→ Work request: The output should be all entries, each matching the original exactly.

Records from a data collection
────────────────────
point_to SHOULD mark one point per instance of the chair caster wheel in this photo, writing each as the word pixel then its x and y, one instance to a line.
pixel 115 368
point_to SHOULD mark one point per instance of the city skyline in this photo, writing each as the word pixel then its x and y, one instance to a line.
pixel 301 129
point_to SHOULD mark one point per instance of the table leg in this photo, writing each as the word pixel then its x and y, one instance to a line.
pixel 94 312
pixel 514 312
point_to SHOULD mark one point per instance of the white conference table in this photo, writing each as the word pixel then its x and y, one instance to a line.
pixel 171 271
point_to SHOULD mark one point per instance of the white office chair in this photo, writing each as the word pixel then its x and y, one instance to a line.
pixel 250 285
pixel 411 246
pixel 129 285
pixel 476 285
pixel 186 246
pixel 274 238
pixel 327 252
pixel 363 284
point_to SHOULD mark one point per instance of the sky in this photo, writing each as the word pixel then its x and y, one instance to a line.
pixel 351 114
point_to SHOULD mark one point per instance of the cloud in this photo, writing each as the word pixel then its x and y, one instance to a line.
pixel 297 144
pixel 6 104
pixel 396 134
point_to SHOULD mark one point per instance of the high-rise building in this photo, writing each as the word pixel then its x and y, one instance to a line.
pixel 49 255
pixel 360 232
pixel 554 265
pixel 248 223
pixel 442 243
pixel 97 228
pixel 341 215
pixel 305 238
────────────────────
→ Written answer:
point_to SHOULD mark one point per instance of the chair caster wheel in this photo, writing each as the word pixel then its x and y, one instance to a line.
pixel 115 368
point_to SHOULD mark one point per instance of the city skyline in this photo, writing each as the word pixel then its x and y, one instance to a line.
pixel 301 129
point_to SHOULD mark one point per instance of the table leg in this photo, writing each as the word pixel then its x and y, one instance to a line.
pixel 94 312
pixel 514 312
point_to SHOULD mark one point per instance of the white conference table in this photo, writing each as the word pixel then its x and y, one instance to a line.
pixel 171 271
point_to SHOULD mark one point per instance of the white office chair in this photo, writing each as the word pixel then its x and y, one instance to a line.
pixel 250 285
pixel 411 246
pixel 129 285
pixel 476 285
pixel 186 246
pixel 274 238
pixel 327 252
pixel 363 284
point_to SHOULD mark one point per instance of the sky in this photo, writing each as the word pixel then its x and y, one instance to a line.
pixel 351 114
point_to SHOULD mark one point per instance of the cloud in this photo, writing each as the word pixel then its x and y, one instance to a line.
pixel 297 144
pixel 6 104
pixel 396 134
point_to SHOULD mark one point per instance of the high-rise building in this photo, writing each as the word pixel then its x and y, one instance to a line.
pixel 49 255
pixel 360 232
pixel 554 265
pixel 248 223
pixel 442 243
pixel 97 228
pixel 341 215
pixel 305 238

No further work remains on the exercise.